◆ **Task material**:
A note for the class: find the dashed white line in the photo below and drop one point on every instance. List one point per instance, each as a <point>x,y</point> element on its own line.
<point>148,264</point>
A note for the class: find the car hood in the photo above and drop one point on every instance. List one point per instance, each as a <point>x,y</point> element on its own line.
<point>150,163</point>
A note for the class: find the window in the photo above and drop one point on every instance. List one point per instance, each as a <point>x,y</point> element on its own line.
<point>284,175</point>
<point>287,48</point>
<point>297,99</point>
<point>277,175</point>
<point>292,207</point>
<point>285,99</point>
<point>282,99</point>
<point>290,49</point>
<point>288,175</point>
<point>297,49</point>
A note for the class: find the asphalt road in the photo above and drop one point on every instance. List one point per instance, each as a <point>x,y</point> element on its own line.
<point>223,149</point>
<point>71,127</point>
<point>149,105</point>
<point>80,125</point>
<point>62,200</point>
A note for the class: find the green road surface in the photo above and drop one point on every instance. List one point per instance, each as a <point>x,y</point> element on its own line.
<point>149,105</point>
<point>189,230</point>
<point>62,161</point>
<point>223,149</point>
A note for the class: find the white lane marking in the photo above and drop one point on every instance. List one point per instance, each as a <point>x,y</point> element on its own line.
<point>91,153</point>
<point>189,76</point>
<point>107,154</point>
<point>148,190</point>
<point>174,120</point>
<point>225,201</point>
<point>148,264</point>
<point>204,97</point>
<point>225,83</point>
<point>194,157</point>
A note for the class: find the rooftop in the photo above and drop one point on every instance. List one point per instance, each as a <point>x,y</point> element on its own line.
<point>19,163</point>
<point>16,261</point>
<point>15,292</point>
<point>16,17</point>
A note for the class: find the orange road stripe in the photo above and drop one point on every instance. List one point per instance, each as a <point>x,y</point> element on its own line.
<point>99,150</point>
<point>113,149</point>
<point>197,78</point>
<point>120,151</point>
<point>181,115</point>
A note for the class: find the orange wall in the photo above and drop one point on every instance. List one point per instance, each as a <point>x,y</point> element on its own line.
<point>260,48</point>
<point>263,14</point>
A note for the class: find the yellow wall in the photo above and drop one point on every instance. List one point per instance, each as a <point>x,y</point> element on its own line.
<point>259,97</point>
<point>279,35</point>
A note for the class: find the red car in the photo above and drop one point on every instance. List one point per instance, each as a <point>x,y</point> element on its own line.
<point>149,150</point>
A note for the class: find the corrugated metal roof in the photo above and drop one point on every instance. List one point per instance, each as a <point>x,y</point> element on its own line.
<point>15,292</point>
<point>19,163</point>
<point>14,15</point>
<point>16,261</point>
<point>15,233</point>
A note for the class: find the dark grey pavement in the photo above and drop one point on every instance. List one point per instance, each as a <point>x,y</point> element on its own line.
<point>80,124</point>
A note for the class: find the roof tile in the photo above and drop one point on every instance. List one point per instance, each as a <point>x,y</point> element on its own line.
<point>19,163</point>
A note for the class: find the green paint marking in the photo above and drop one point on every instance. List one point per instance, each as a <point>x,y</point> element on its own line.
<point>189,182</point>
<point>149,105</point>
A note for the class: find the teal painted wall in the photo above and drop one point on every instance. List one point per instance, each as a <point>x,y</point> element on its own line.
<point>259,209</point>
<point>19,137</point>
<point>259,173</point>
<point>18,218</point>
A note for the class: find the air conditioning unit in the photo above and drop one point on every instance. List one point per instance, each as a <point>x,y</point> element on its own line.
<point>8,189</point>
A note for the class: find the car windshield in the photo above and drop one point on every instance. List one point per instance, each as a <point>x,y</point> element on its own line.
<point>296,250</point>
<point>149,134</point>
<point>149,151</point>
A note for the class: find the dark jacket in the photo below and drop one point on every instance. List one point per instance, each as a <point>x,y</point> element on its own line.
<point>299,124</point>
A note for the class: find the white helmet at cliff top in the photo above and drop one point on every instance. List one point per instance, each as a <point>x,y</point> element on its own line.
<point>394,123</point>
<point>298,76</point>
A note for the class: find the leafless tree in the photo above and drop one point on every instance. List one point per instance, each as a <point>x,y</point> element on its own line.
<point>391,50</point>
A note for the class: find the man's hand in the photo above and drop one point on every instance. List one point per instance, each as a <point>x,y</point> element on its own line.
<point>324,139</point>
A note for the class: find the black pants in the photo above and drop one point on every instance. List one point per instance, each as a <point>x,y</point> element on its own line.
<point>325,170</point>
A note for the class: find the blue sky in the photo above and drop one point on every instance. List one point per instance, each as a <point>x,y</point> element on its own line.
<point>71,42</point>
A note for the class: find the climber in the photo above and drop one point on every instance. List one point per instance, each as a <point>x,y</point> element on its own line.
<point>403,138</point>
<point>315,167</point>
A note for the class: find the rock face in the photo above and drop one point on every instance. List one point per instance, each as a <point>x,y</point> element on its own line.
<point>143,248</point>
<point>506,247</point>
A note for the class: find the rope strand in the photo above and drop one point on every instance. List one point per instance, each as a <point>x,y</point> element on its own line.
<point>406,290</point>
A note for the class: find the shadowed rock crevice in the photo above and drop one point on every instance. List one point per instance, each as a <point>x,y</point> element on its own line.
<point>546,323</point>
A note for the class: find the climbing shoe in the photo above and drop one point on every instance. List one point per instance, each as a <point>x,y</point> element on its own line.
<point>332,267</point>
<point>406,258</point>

◆ **Required task**:
Update every row above by replacing "drop one point" with "place one point", and leave everything else unchanged.

◆ **Task response**:
A note for the class: find the dashed white line in the photo below and place one point on every instance. List one point per instance, each as a <point>x,y</point> element on its own line.
<point>148,264</point>
A note for the class: find the car hood in the photo above and place one point on every instance. List one point per instance, each as a <point>x,y</point> element on its own line.
<point>150,163</point>
A note for the class: find the window in the photo above and place one point on every instance. List one point per instance, each as a <point>x,y</point> element on its own line.
<point>284,175</point>
<point>287,48</point>
<point>297,99</point>
<point>277,175</point>
<point>292,207</point>
<point>285,99</point>
<point>282,99</point>
<point>290,49</point>
<point>288,175</point>
<point>297,49</point>
A note for the class: find the asphalt road in the photo above and place one point on every instance. List one point per instance, each as a <point>x,y</point> element on its own line.
<point>223,149</point>
<point>71,127</point>
<point>149,105</point>
<point>80,125</point>
<point>62,200</point>
A note for the class: find the green road surface in the photo above and place one point on every instance. List one point per instance, each as a <point>x,y</point> element on its own line.
<point>149,105</point>
<point>189,230</point>
<point>62,161</point>
<point>223,149</point>
A note for the class: find the white lane marking in the photo above and place one point on every instance. List one point per instance, each as a <point>x,y</point> element on its own line.
<point>91,153</point>
<point>189,76</point>
<point>107,154</point>
<point>148,190</point>
<point>174,120</point>
<point>225,201</point>
<point>148,264</point>
<point>204,97</point>
<point>225,83</point>
<point>194,157</point>
A note for the class: find the rooftop in the photo above and place one point on every instance. List one point per instance, each as a <point>x,y</point> element on its own line.
<point>19,163</point>
<point>16,261</point>
<point>15,292</point>
<point>16,17</point>
A note for the class: find the orange road stripe in the photo above and place one point on every instance. List one point per instance, each as a <point>x,y</point> element on its own line.
<point>99,150</point>
<point>113,149</point>
<point>197,78</point>
<point>120,151</point>
<point>181,115</point>
A note for the class: find the orange wall in the photo above and place one point on every instance. List one point per instance, each as a <point>x,y</point> element on its own line.
<point>260,48</point>
<point>263,14</point>
A note for the class: find the yellow wall in the photo above and place one point on every instance. List one point per instance, each as a <point>x,y</point> element on its own line.
<point>259,97</point>
<point>279,35</point>
A note for the class: find the red car in the photo above and place one point on every instance. List one point per instance, each as a <point>x,y</point> element on its own line.
<point>149,150</point>
A note for the class: find the corrugated metal roof in the photo above and place one point on every instance. List one point per instance, each as a <point>x,y</point> element on its own line.
<point>15,292</point>
<point>19,163</point>
<point>14,15</point>
<point>16,261</point>
<point>15,233</point>
A note for the class: find the dark grey pavement in the photo above and place one point on every instance. List one point per instance, each as a <point>x,y</point> element on its own line.
<point>80,124</point>
A note for the class: find the roof tile in the photo above and place one point on every instance. List one point per instance, each as a <point>x,y</point> element on its own line.
<point>19,163</point>
A note for the class: find the green paint marking in the photo above and place one point on every instance. List one point per instance, each as a <point>x,y</point> element on its own line.
<point>189,182</point>
<point>149,105</point>
A note for the class: find the teal painted wall in the photo above and place one point on every instance. List one point per instance, each as a <point>x,y</point> element on its own line.
<point>259,209</point>
<point>19,137</point>
<point>259,173</point>
<point>18,218</point>
A note for the class: find the air conditioning unit in the photo above and place one point on every instance. List one point per instance, each as a <point>x,y</point> element on its own line.
<point>8,189</point>
A note for the class: find the car windshield in the photo above and place one point on every instance. List one point per instance, each as a <point>x,y</point> element on its own line.
<point>296,250</point>
<point>149,134</point>
<point>149,151</point>
A note for the class: find the dark jacket in the photo below and place one point on every instance. List one point per instance, each as a <point>x,y</point> element on its own line.
<point>299,124</point>
A note for the class: find the white helmet at cliff top in the photo above and place one point on every instance. List one point per instance, each as a <point>x,y</point> element on its own line.
<point>394,123</point>
<point>298,76</point>
A note for the class: find the leafless tree in the photo above and place one point on every instance. List one point per instance, each as a <point>x,y</point> element on its own line.
<point>391,50</point>
A note for the class: find the man's hand in the photo above and place one point on every instance. List one point per instance, each as a <point>x,y</point> element on its own line.
<point>324,139</point>
A note for the class: find the black pants in the photo above and place one point on every instance. List one point per instance, each as a <point>x,y</point> element on its own line.
<point>325,170</point>
A note for the class: find the blue sky in the photo above and place one point on every instance. List one point per instance, each as a <point>x,y</point> element on its own line.
<point>71,42</point>
A note for the class: find the climber in the photo above and place one point on every instance. List one point per instance, each as a <point>x,y</point> element on its own line.
<point>403,138</point>
<point>315,167</point>
A note for the class: find the rock face in the photo above and place one point on every instance. List one point per instance, each as a <point>x,y</point> element on its own line.
<point>143,248</point>
<point>506,247</point>
A note for the class: find the rope strand in the photo above and place one point on every instance. List one point per instance, each as a <point>x,y</point> element on its own line.
<point>406,290</point>
A note for the class: find the shadowed rock crevice in the photo above and place one point on every instance. List one point per instance, each as a <point>x,y</point> element on its own line.
<point>546,323</point>
A note for the class: find the climbing shoe in the photo above and place one point on every instance. List one point per instance, each as a <point>x,y</point> element on its own line.
<point>332,267</point>
<point>406,258</point>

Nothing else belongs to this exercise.